─── MATERIAL FOR THE TASK
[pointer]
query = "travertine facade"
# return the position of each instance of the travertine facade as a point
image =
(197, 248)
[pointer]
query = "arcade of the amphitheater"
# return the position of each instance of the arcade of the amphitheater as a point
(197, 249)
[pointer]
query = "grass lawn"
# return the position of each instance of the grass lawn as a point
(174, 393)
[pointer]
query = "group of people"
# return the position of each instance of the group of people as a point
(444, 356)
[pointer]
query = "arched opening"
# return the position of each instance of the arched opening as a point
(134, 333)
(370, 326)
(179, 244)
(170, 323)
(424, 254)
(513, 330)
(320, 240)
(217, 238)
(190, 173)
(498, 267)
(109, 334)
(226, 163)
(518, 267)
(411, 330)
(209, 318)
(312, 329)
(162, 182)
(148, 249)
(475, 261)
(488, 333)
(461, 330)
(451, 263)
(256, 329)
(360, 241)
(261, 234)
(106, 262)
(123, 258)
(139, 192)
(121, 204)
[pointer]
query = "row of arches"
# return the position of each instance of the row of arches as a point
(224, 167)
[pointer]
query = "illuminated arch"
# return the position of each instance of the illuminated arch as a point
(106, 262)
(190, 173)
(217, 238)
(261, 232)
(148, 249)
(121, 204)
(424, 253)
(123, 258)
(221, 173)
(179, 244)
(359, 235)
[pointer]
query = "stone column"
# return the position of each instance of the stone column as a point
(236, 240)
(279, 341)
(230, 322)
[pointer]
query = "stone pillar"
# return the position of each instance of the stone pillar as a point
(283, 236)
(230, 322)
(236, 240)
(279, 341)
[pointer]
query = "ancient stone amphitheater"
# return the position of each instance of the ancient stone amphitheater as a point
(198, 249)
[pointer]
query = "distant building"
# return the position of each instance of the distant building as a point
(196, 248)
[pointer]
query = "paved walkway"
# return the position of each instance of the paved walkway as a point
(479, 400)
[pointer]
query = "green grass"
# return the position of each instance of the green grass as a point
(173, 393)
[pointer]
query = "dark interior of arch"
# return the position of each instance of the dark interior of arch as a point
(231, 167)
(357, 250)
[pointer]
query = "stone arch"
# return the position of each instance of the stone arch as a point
──────
▶ _WHAT TO DO_:
Every record above needs to be repeated word for word.

▶ _SOLUTION TO THE PROBLEM_:
[pointer]
query = "travertine facade"
# return the position of each instance of the travertine facade as a point
image =
(197, 248)
[pointer]
query = "arcade of the amphitheater"
# return the position of each instance of the arcade of the amphitheater as a point
(197, 249)
[pointer]
query = "grass lawn"
# return the position of each instance of the grass lawn as a point
(174, 393)
[pointer]
query = "group of people"
# return the position of each instance of the group of people as a point
(444, 356)
[pointer]
query = "arched opening"
# return the position of each instance of the arched opening as a point
(134, 333)
(370, 326)
(179, 244)
(170, 323)
(424, 254)
(513, 330)
(320, 240)
(217, 238)
(190, 173)
(498, 267)
(109, 334)
(226, 163)
(518, 267)
(411, 330)
(209, 318)
(312, 329)
(162, 182)
(148, 249)
(475, 261)
(488, 333)
(461, 330)
(451, 263)
(256, 329)
(360, 241)
(261, 234)
(106, 262)
(123, 258)
(139, 192)
(121, 204)
[pointer]
query = "row of arches"
# return the position of each instance of the row of arches as a point
(224, 167)
[pointer]
query = "illuminated arch"
# return the position of each instance of the illuminated arch as a point
(106, 262)
(190, 173)
(217, 238)
(261, 232)
(148, 249)
(121, 204)
(424, 253)
(123, 258)
(221, 173)
(179, 244)
(359, 235)
[pointer]
query = "stone column"
# return the position of each instance of the stone column as a point
(236, 240)
(279, 341)
(230, 322)
[pointer]
query = "stone pillar"
# return the position of each instance of the stone pillar as a point
(283, 236)
(230, 322)
(236, 240)
(279, 341)
[pointer]
query = "ancient stone amphitheater"
# return the position of each instance of the ancient stone amphitheater as a point
(198, 249)
[pointer]
query = "distant building"
# return the position of each instance of the distant building as a point
(196, 248)
[pointer]
query = "paved walkway"
# return the position of each instance of the paved walkway as a point
(479, 400)
[pointer]
query = "green grass"
# return the position of each instance of the green grass as a point
(173, 393)
[pointer]
query = "dark interior of arch"
# return the position of each instance of the dark interior of arch as a point
(231, 167)
(357, 250)
[pointer]
query = "stone arch"
# return the position of each instance of the stone arch as a point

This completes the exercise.